PAGE ▸
--- begin ---

Challenge Overview
Project Overview
Governments across the world are increasingly applying open government practices such as crowdsourcing to develop stronger policies and to engage citizens, providing access to civic influencing beyond election cycle. When hundreds of ideas from citizens flow in, the crowdsourcers are facing a problem: Lack of efficient analysis and synthesis tools.
Civic CrowdAnalytics, a group at Stanford University, is developing solutions to address this problem, and is taking steps towards more participatory, inclusive and transparent democratic societies, making sure that all citizens have an equal opportunity to get their voices heard.
This challenge is part of the HPE Living Progress Challenge Blitz Program (Secure top placements in the leaderboard to grab additional cash prizes).
Competition Task Overview
In this challenge, you will analyzing and categorizing two data sets of crowd-sourced ideas for civic improvements. One of the data sets is related to transportation issues in Palo Alto, CA.

--- end ---

Write out the part of the challenge overview that opens with the words containing "Challenge Overview" and closes with "their voices heard.", changing every "citizens" in it to "residents". Work only from the challenge overview.

SUPPLIED MATERIAL ▸
--- begin ---

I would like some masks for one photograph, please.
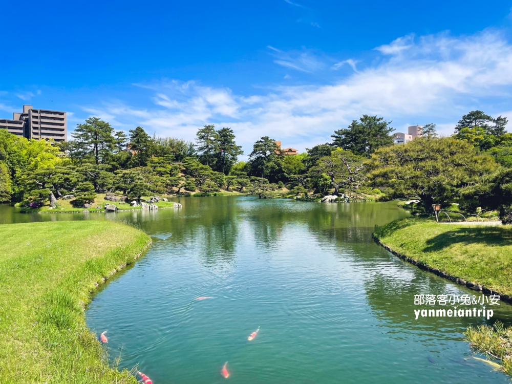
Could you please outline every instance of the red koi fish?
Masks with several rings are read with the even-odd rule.
[[[142,382],[143,382],[144,384],[153,384],[153,382],[151,381],[151,379],[144,375],[143,373],[142,372],[139,372],[139,374],[140,375],[140,377],[142,379]]]
[[[227,366],[227,361],[226,361],[226,364],[224,365],[224,367],[221,370],[221,374],[224,376],[225,379],[227,379],[229,377],[229,372],[228,371],[227,368],[226,368],[226,366]]]
[[[105,331],[105,332],[103,332],[102,333],[101,333],[101,335],[99,335],[99,338],[101,340],[101,342],[102,343],[108,343],[109,342],[109,339],[108,339],[106,338],[106,336],[105,336],[105,334],[107,332],[108,332],[108,331]]]
[[[258,329],[257,329],[253,332],[251,333],[250,336],[249,336],[249,337],[247,338],[247,340],[248,340],[249,342],[252,342],[253,340],[254,339],[254,337],[256,337],[256,335],[258,334],[258,333],[259,331],[260,331],[260,327],[258,327]]]

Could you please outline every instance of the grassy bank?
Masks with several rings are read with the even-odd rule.
[[[439,224],[406,219],[375,229],[381,243],[402,255],[452,276],[512,295],[512,226]],[[495,369],[512,374],[512,328],[469,327],[466,340]],[[492,361],[496,359],[499,363]]]
[[[393,250],[447,274],[512,295],[512,227],[406,219],[375,229]]]
[[[84,305],[103,276],[150,243],[140,231],[108,221],[0,225],[2,382],[136,383],[109,367]]]

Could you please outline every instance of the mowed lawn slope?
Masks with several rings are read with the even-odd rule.
[[[109,368],[83,308],[95,283],[150,243],[106,221],[0,225],[2,382],[137,382]]]
[[[393,250],[432,268],[512,296],[512,226],[406,219],[376,227],[375,234]]]

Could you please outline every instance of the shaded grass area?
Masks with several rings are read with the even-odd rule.
[[[402,254],[448,274],[512,295],[512,226],[465,226],[406,219],[376,227],[375,235]],[[512,328],[469,327],[466,340],[495,369],[512,375]],[[500,365],[492,361],[498,360]]]
[[[393,250],[448,274],[512,295],[512,226],[466,226],[406,219],[376,227]]]
[[[0,225],[2,382],[136,383],[109,367],[83,312],[95,283],[150,242],[109,221]]]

--- end ---

EXERCISE OUTPUT ▸
Challenge Overview
Project Overview
Governments across the world are increasingly applying open government practices such as crowdsourcing to develop stronger policies and to engage residents, providing access to civic influencing beyond election cycle. When hundreds of ideas from residents flow in, the crowdsourcers are facing a problem: Lack of efficient analysis and synthesis tools.
Civic CrowdAnalytics, a group at Stanford University, is developing solutions to address this problem, and is taking steps towards more participatory, inclusive and transparent democratic societies, making sure that all residents have an equal opportunity to get their voices heard.